* **List of tasks**
1: Answer these questions from the Verbier Xtreme article, one per line:
(a) Where will the competition be held today?
(b) In what year did the Xtreme begin?
(c) What caused last year's Grand Finale in Verbier to be canceled?
2: Please turn the paragraph of the Verbier Xtreme article that begins "The competition spawned" into a short list that keeps its main facts.
3: Write a continuation of the Verbier Xtreme article that follows on from its last sentence.

* **Selected passage**

The Freeride World Tour 2021 Grand Finale at Verbier Xtreme is going down today March 23rd at 08:00 CET.
Due to weather and snow conditions, the competition will be held in the Petit Bec.
Last year, due to the COVID-19, the Grand Finale of the FWT20 in Verbier was canceled.
The 25th anniversary wasn't fully celebrated last year without the competition, so the 25th edition of the Verbier Xtreme is taking place this season.
Since its inception in 1996, the Xtreme has been considered the most prestigious event in the Freeride world.
The competition spawned the Freeride World Tour, the Freeride World Qualifiers, and the Freeride Junior Tour creating an international wave of competitive freeriding.
25 years later, the Verbier Xtreme remains the beating heart of competitive freeriding and the Grande Finale of the Freeride World Tour.

* **Data for review**
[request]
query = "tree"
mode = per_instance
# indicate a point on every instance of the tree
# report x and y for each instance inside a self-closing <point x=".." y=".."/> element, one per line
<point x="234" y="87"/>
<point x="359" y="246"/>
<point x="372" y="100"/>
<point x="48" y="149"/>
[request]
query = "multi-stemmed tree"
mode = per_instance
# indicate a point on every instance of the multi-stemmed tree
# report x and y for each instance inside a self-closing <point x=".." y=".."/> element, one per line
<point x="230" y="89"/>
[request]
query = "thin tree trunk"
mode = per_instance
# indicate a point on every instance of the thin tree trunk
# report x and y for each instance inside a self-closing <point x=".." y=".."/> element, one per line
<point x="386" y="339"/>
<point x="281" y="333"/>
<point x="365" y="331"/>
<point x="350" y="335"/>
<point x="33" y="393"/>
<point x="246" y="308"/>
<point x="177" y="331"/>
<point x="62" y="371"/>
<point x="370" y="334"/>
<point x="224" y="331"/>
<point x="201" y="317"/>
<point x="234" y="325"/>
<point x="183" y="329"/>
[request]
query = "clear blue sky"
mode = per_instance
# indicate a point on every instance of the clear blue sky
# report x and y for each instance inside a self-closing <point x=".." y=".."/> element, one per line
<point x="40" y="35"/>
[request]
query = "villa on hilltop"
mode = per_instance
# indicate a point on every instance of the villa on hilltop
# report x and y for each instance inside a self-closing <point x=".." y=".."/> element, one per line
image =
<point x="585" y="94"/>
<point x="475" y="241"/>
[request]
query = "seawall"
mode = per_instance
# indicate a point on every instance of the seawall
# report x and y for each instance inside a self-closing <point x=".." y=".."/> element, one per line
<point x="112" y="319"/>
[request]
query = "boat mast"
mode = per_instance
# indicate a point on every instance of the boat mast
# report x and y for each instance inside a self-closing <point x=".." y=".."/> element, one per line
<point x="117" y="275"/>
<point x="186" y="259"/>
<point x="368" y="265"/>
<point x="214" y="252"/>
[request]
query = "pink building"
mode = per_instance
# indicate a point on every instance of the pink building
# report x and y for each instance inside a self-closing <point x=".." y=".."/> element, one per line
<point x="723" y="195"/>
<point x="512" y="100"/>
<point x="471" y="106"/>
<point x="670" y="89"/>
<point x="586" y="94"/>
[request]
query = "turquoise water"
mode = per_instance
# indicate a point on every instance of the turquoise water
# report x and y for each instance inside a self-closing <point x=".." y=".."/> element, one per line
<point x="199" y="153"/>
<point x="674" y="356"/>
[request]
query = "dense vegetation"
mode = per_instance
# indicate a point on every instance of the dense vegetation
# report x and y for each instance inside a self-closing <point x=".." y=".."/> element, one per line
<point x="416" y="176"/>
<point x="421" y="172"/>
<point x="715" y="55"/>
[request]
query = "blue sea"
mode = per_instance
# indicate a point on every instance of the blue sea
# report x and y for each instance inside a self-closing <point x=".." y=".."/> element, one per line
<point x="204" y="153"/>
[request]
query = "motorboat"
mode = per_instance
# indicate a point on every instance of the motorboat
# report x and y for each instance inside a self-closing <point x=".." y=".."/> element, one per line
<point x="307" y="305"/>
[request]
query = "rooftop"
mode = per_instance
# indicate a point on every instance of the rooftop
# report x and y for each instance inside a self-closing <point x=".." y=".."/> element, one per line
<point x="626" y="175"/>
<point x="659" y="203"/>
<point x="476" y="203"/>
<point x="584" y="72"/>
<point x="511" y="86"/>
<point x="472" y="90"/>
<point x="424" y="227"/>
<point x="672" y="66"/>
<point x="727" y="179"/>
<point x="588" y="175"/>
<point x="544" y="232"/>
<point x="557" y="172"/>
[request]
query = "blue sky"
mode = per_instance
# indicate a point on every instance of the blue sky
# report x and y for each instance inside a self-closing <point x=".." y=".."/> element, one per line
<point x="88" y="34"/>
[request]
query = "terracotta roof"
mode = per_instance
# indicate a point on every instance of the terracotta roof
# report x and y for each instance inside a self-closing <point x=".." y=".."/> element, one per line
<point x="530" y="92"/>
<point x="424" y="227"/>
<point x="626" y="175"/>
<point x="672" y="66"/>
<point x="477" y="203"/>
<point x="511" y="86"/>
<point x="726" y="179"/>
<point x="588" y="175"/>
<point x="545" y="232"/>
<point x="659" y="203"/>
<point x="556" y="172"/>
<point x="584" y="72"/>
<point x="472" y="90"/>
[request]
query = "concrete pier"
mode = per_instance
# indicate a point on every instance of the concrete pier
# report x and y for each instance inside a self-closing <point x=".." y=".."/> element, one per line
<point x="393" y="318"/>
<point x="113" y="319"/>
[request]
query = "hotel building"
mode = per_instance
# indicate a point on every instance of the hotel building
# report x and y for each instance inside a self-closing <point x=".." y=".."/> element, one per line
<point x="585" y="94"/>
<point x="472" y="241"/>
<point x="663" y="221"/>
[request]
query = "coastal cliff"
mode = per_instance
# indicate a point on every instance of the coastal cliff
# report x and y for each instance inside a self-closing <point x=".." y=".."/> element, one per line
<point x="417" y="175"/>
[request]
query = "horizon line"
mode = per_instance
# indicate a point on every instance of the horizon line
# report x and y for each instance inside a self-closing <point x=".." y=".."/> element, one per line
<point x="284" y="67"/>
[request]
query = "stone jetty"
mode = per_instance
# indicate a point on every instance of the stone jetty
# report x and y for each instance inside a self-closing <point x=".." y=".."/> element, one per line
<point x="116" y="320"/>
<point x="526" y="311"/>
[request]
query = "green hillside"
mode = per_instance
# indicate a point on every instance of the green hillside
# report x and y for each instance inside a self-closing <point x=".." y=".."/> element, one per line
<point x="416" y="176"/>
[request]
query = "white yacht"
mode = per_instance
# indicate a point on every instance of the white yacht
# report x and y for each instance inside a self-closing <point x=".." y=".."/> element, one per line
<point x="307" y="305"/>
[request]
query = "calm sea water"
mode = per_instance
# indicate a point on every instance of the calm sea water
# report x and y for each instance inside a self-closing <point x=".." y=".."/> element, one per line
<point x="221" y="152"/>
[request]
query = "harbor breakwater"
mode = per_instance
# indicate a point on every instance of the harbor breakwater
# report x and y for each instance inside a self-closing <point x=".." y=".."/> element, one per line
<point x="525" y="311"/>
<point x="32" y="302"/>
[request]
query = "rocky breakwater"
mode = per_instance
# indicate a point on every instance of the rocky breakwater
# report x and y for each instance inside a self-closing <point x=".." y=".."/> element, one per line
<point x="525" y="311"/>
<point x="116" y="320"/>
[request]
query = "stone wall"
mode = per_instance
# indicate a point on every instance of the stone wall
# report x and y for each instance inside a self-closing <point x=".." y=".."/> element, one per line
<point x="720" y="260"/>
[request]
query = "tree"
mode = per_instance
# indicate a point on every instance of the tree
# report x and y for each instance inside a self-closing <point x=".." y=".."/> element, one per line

* **Answers in order**
1:
(a) In the Petit Bec.
(b) 1996.
(c) COVID-19.

2:
- Events that grew out of the competition:
  - the Freeride World Tour
  - the Freeride World Qualifiers
  - the Freeride Junior Tour
- Result: an international wave of competitive freeriding.

3:
The Freeride World Tour (FWT) is the premier big mountain freeskiing and snowboarding tour in the world, featuring the sport’s top athletes competing in the world’s best mountain resorts. Created in 2008, the FWT became even more global in 2012 following the union of North American-based Freeskiing World Tour, The North Face Masters of Snowboarding, and the European-based Swatch Freeride World Tour. Besides the successful implementation of this truly global FWT, the increase of Freeride World Qualifier (FWQ) and Junior Freeride Tour events in recent years shows that the base of the sport is growing exponentially.
The FWT represents top-level big mountain riding, the most progressive and pure discipline of skiing and snowboarding. Riders use the entire mountain as their canvas, from cliffs, cornices, and chutes to powder fields and trees. FWT events have invitation-only athlete rosters but the full FWQ series allows athletes to compete in 1 to 4-star level events and qualify for the FWT the following season. All FWT competition venues are handpicked for their terrain, as well as their steepness, and offer a wide range of options to those competing.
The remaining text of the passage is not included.